(Given text)
========================
THE U.S. Senate voted to stop the ethanol subsidy. The AARP decided to stop screaming about Social Security benefit cuts. What's next, President Obama admitting that his stimulus plan hasn't done much actual stimulating?

He did just that the other day, joking that those shovel-ready jobs weren't as shovel-ready as hoped. Back when the stimulus was approved, we had to get out the shovels to deal with the load of bull being said about the plan.

The Wall Street Journal characterized the ethanol vote as a loaves-and-fishes moment. A miracle of biblical proportions. U.S. Sen. Tom Coburn, R-Muskogee, led the fight to stop feeding the ethanol blenders on your tax dime. But this battle isn't over.

2012 is a presidential election year. The route to the GOP nomination goes through Iowa, where King Corn still demands sacrifices at the temple. It helps that Coburn had the support of liberal Democrats and the Sierra Club. Apparently, the Pharisees and the Sadducees can be friends.

The AARP's decision on Social Security is even more miraculous, akin to turning water not just into wine but into 1945 Mouton-Rothschild. AARP has enormous clout when it comes to issues affecting seniors — as long as AARP members don't get in the way of leadership. That happened when Hillary Clinton's health care plan rolled out 1994: The association's official support for Hillarycare didn't get enough amens from the rank-and-file corner.
========================
(Data for review)

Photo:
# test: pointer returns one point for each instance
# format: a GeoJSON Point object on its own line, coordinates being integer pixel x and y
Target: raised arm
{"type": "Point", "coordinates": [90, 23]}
========================
(What needs to be done)
Could you continue the piece about the Senate ethanol vote and the AARP from its final sentence? The entries have nothing to do with the piece on the ethanol vote and the AARP.

(Response to this exercise)
No such revolt happened in 2005 when President George W. Bush tried to reform Social Security. AARP treated reform like a leper. It died.

Now the AARP has decided not to join other groups in vigorously opposing Social Security benefit cuts. The shepherds have seen the light. Now they must win over the flock. What many responsible leaders such as Coburn have long recognized is that Social Security is unsustainable unless reforms are made. Ditto for Medicare.

With a new entitlement era looming (Obamacare), the reform procession is afoot. Those waving the palm leaves are not only Coburn-style fiscal Essenes, but pragmatists in the liberal ranks who also know that something must be done. But how far and for how long the AARP will lead this parade depends largely on the blowback from members and the pressure it gets from insolvency deniers.

Every modern effort to do something about entitlements has died on the vine of inertia or from ingesting the grapes of wrath. A resurrected Mediscare strategy (another gospel untruth from the Clinton era) helped elect a Democrat recently in a New York congressional district considered to be a walk on the water for Republicans. This was perhaps an anomaly. Time will tell.

Time is running out on entitlement reform. This stormy sea won't be calmed by inaction.